> _THE PROBLEM_
Beneath this sentence is a listing. Return its lines from the one containing "Practice step: find the number" through the last, exactly, and omit the pictures.

[Entries taken from a collection]
* Start *
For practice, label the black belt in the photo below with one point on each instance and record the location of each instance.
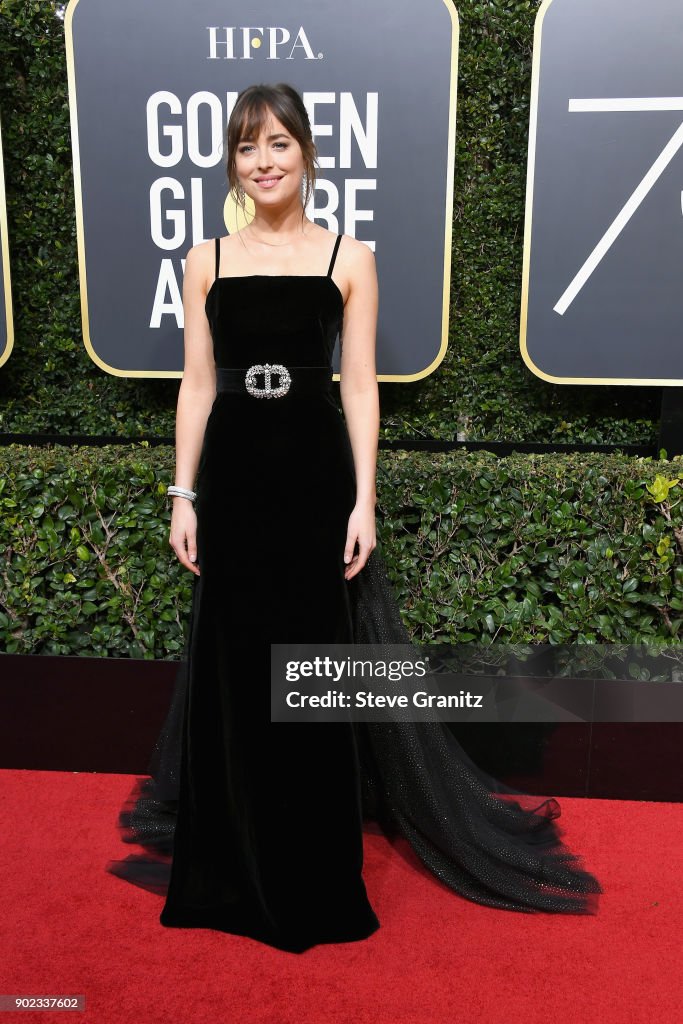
(272, 380)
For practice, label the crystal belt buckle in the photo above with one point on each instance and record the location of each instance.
(267, 391)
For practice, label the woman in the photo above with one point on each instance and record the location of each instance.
(265, 818)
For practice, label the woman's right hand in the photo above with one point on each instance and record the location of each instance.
(183, 534)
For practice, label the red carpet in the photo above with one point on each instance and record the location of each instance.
(72, 928)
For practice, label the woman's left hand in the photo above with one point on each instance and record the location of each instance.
(361, 528)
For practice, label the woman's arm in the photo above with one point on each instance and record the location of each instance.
(359, 396)
(198, 390)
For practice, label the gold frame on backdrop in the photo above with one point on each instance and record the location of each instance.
(160, 374)
(534, 110)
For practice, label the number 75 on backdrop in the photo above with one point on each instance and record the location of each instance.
(602, 295)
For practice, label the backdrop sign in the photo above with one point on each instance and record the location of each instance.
(6, 323)
(602, 301)
(152, 87)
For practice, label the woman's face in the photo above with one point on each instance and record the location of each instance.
(275, 159)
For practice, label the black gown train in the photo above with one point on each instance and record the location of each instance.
(255, 827)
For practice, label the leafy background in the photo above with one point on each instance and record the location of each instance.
(481, 390)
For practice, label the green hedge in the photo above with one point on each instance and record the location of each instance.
(527, 549)
(481, 390)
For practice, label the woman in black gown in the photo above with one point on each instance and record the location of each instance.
(260, 822)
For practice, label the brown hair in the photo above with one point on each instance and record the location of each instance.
(250, 114)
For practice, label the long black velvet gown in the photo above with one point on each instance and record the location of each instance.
(260, 823)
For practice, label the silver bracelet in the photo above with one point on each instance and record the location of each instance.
(172, 491)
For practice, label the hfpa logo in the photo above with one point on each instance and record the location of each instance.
(244, 43)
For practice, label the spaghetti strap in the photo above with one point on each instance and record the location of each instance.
(334, 255)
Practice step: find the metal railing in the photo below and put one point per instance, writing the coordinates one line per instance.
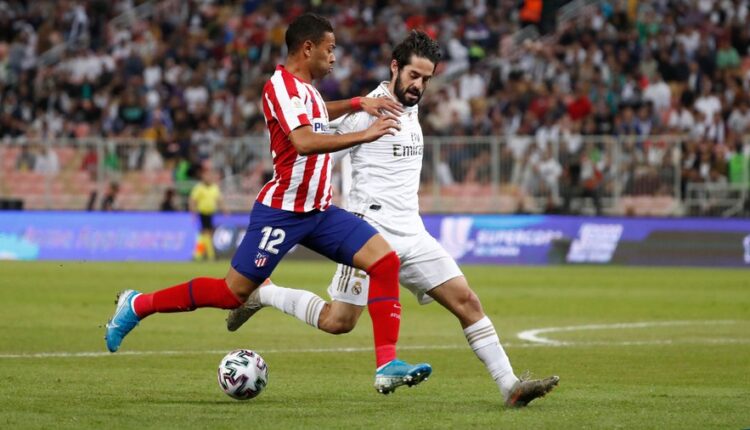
(496, 174)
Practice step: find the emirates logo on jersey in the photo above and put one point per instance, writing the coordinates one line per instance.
(407, 151)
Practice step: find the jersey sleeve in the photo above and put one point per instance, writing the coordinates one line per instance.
(354, 122)
(286, 104)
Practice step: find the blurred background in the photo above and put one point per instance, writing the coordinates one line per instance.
(619, 107)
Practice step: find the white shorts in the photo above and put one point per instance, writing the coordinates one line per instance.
(424, 266)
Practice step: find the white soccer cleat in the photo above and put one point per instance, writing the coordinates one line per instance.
(527, 390)
(398, 373)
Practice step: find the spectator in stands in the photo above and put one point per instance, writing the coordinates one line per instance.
(205, 201)
(47, 163)
(109, 199)
(167, 202)
(26, 159)
(167, 74)
(739, 119)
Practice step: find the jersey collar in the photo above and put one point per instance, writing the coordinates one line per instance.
(384, 87)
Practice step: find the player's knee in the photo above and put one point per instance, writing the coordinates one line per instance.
(240, 289)
(468, 303)
(341, 327)
(338, 325)
(388, 265)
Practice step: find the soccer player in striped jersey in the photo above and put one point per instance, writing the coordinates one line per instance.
(294, 207)
(384, 192)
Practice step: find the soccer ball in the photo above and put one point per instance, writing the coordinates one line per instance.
(243, 374)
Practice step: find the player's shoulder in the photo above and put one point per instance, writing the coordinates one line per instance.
(379, 91)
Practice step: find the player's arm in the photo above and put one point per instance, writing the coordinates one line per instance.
(307, 142)
(374, 106)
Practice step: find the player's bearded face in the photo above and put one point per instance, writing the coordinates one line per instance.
(411, 81)
(408, 95)
(323, 57)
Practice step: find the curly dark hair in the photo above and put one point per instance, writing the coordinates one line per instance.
(420, 44)
(308, 26)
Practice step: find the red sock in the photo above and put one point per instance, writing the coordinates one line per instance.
(198, 293)
(384, 307)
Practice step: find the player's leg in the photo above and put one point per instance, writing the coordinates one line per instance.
(269, 237)
(429, 272)
(456, 296)
(349, 240)
(335, 317)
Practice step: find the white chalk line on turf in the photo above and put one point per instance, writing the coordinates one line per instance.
(534, 335)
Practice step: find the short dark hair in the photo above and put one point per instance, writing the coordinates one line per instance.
(307, 26)
(420, 44)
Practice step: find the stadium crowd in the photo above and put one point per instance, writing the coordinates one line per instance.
(186, 75)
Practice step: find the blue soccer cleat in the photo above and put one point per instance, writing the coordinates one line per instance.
(123, 321)
(397, 373)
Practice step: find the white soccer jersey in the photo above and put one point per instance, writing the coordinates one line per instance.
(385, 173)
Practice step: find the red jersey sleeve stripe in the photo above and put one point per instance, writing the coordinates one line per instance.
(302, 190)
(323, 184)
(273, 108)
(283, 106)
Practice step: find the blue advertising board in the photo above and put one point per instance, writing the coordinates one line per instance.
(470, 239)
(96, 236)
(540, 239)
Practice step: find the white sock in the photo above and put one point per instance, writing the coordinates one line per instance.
(302, 304)
(483, 339)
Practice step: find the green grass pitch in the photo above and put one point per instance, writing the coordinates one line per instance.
(691, 370)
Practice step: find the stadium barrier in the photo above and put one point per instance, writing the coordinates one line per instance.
(569, 173)
(470, 239)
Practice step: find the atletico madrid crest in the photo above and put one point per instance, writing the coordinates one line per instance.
(260, 260)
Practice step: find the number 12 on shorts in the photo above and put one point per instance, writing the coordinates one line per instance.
(272, 237)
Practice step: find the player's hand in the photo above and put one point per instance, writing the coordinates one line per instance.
(379, 106)
(387, 124)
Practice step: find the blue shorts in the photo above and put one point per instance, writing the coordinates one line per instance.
(334, 233)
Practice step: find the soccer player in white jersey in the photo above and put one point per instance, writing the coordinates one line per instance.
(294, 207)
(384, 190)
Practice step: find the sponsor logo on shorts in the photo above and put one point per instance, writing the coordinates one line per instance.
(260, 260)
(357, 288)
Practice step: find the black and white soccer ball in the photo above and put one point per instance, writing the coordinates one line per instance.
(243, 374)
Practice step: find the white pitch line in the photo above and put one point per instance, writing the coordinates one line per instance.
(534, 335)
(98, 354)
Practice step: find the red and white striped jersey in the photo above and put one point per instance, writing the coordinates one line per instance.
(300, 183)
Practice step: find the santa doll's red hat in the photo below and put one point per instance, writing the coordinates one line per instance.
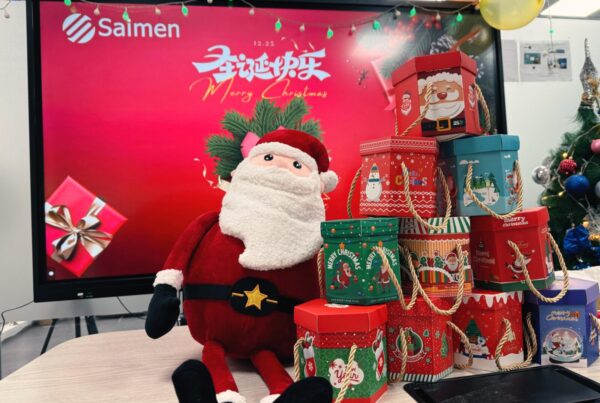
(307, 149)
* End *
> _WRITTEN SOLUTION_
Practice step: find the number 12 on shorts in the photo above and put one point per instance, writing the coordinates one line per instance.
(272, 237)
Practice step: find the player's hand in the photo above and put one point per instance, writing the coordinates one line per instance.
(379, 106)
(387, 124)
Practice step: find the blue shorts in the photo above and put one point per instance, writing the coordinates one line per instance.
(334, 233)
Practice step: find the soccer player in white jersey in the photo above and put one point per instance, writing the coordinates one line per instance.
(294, 207)
(384, 190)
Practice step: find the sponsor logo on shorts in the photo above and put one point per instance, writing the coordinates one line per instance.
(260, 260)
(357, 288)
Practice step: find the black and white soccer ball in the photo above and put one point per instance, writing the coordinates one line per instance.
(243, 374)
Practice step: find the white pitch line in the photo above and put one point per instance, writing the coordinates one line per instance.
(534, 335)
(98, 354)
Practice step: find the red and white striped jersey in the photo above and put one point per instance, writing the coordinates one line per instance.
(300, 183)
Practice step: find the santa doll's red hat in the photo below and put one point per instance, writing the coordinates one line per instance.
(307, 149)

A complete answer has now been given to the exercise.